STATED TASK - The lines to be set down run from the line containing "TARGET = lamp shade" through the final line of the data below; print them exactly and print nothing else.

DATASET ENTRIES -
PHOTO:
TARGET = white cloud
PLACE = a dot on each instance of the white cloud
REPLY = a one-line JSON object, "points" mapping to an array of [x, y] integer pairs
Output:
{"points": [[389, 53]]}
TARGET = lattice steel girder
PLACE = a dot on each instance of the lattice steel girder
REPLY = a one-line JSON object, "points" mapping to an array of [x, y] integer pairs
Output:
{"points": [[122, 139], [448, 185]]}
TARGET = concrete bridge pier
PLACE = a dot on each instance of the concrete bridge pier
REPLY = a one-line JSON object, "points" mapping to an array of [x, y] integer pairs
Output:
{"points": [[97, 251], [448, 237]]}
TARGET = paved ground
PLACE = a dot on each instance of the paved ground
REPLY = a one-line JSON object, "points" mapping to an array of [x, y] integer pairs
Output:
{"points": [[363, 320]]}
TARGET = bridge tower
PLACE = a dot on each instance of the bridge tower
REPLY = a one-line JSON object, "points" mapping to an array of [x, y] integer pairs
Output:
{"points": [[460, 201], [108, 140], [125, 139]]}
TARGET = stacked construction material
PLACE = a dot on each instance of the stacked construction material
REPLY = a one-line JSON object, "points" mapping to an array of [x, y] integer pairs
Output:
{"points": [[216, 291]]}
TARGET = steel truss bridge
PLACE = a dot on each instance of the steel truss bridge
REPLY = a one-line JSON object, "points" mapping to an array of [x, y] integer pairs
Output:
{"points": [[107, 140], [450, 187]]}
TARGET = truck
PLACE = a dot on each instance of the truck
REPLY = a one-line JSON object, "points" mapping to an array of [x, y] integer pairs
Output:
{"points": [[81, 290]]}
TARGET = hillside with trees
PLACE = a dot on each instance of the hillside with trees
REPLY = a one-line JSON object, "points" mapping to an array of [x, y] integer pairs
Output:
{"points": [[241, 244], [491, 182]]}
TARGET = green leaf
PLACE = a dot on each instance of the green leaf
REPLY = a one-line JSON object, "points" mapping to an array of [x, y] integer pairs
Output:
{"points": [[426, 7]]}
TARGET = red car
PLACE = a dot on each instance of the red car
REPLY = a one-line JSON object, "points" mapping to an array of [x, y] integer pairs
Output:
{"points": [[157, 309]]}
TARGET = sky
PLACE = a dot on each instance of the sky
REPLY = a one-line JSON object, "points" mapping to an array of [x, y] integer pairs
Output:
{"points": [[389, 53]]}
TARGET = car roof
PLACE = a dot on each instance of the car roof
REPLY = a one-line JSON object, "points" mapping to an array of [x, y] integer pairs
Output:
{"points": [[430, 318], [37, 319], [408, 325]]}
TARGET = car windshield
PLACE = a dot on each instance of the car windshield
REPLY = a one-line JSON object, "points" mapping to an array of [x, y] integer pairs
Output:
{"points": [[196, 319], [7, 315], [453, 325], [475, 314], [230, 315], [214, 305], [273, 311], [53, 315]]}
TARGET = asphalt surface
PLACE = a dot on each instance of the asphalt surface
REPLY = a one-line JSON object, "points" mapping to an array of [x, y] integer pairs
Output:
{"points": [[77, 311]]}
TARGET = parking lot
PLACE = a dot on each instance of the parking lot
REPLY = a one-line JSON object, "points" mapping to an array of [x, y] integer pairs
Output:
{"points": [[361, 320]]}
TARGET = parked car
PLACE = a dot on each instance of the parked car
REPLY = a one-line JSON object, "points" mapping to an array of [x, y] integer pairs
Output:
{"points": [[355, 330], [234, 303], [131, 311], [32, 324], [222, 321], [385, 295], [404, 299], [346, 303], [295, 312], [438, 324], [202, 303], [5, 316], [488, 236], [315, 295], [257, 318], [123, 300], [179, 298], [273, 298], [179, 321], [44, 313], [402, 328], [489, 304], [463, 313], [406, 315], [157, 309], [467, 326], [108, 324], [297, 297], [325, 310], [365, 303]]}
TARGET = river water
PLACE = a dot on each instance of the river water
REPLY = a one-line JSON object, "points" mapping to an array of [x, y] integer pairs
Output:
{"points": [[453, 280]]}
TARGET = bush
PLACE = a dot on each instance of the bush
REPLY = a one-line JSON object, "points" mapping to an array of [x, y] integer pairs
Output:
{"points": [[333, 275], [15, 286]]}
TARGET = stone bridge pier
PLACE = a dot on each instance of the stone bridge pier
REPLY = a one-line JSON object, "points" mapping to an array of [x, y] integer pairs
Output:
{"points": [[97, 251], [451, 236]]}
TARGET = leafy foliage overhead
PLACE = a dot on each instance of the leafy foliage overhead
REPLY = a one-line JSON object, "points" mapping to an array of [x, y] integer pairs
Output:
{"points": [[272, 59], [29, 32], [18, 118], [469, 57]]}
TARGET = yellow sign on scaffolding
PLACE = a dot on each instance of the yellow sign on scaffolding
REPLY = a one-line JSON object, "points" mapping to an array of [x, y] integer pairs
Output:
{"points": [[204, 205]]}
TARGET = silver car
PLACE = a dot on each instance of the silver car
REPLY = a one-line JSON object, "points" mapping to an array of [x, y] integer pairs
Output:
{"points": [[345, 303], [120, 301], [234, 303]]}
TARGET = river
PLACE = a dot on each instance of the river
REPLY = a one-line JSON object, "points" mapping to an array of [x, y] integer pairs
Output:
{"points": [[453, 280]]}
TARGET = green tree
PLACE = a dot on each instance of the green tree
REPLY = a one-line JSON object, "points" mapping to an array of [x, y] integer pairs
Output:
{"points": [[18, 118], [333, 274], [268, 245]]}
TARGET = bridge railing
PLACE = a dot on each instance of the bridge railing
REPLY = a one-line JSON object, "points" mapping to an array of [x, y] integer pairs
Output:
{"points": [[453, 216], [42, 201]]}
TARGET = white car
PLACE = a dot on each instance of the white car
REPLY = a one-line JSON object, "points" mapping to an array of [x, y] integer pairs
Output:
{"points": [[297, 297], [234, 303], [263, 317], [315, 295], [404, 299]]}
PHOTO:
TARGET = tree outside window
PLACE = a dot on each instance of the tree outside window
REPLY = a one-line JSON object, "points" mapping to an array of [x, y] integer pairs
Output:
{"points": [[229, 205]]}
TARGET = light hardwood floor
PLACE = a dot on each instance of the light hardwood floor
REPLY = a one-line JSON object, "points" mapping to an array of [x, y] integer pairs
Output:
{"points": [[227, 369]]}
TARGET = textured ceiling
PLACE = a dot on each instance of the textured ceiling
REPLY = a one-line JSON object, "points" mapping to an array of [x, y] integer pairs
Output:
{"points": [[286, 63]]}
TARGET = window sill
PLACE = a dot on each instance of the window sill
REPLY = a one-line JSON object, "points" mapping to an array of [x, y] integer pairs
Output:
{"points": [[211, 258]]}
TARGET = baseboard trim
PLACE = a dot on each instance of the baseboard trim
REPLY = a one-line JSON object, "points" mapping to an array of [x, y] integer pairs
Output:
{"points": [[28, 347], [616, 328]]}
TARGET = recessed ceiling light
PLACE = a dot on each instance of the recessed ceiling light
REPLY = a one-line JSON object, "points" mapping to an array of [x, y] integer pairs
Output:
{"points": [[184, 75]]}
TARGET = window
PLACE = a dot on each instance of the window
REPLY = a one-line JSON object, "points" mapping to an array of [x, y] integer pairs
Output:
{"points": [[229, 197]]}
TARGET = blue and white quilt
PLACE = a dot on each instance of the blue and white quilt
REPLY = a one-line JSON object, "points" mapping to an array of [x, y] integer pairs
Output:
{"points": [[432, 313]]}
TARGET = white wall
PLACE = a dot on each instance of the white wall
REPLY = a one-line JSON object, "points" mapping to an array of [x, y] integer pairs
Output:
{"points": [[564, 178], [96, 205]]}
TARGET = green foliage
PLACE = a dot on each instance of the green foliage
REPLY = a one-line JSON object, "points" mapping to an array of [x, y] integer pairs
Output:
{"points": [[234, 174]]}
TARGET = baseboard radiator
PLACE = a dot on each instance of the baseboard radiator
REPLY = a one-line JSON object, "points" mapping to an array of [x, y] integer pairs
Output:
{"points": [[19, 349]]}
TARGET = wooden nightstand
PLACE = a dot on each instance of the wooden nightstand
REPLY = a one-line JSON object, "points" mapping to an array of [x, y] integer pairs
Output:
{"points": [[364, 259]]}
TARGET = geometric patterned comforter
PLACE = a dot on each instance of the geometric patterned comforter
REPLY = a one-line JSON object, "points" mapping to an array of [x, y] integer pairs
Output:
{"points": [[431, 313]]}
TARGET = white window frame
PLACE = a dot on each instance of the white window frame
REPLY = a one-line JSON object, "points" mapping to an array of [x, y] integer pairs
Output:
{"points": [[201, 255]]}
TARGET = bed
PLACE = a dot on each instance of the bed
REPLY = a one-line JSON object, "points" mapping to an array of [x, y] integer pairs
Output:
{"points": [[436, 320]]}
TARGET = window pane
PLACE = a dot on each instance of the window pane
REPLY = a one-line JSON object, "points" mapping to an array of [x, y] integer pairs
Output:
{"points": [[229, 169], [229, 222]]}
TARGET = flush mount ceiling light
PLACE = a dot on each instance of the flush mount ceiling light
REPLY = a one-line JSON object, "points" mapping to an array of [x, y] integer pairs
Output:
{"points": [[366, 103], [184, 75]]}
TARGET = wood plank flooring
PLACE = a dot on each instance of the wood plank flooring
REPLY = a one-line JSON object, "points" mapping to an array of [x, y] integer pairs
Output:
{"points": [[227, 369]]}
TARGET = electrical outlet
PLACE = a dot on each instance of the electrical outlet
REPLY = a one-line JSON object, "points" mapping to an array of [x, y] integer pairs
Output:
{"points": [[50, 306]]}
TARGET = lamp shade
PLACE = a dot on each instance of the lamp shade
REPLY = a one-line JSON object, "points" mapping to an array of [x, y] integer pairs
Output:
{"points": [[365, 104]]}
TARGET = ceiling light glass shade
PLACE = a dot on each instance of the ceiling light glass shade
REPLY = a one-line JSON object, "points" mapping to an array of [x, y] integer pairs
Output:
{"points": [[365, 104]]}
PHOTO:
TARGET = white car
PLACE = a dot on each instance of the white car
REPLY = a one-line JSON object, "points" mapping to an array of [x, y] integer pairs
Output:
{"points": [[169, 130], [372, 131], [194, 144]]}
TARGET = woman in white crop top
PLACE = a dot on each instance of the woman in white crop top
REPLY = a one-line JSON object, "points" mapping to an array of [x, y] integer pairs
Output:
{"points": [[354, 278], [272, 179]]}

FINAL ANSWER -
TARGET = lamp shade
PLACE = a dot on each instance of the lamp shade
REPLY = a one-line JSON object, "points" mapping to an array of [x, y] integer pairs
Output:
{"points": [[365, 104]]}
TARGET = ceiling light glass shade
PLACE = a dot on each instance of the ceiling light glass shade
REPLY = a one-line JSON object, "points" mapping to an array of [x, y] integer pairs
Output:
{"points": [[365, 104]]}
PHOTO:
TARGET = white car
PLACE = a dot on each instance of the white car
REPLY = a one-line JSON object, "points" mapping to an array of [x, y] integer pairs
Output:
{"points": [[169, 130], [372, 131], [194, 144]]}
TARGET = woman in white crop top
PLACE = a dot on each instance of the woman in white crop top
REPLY = a one-line JSON object, "points" mapping to an array of [x, y] integer pairs
Output:
{"points": [[354, 278], [272, 179]]}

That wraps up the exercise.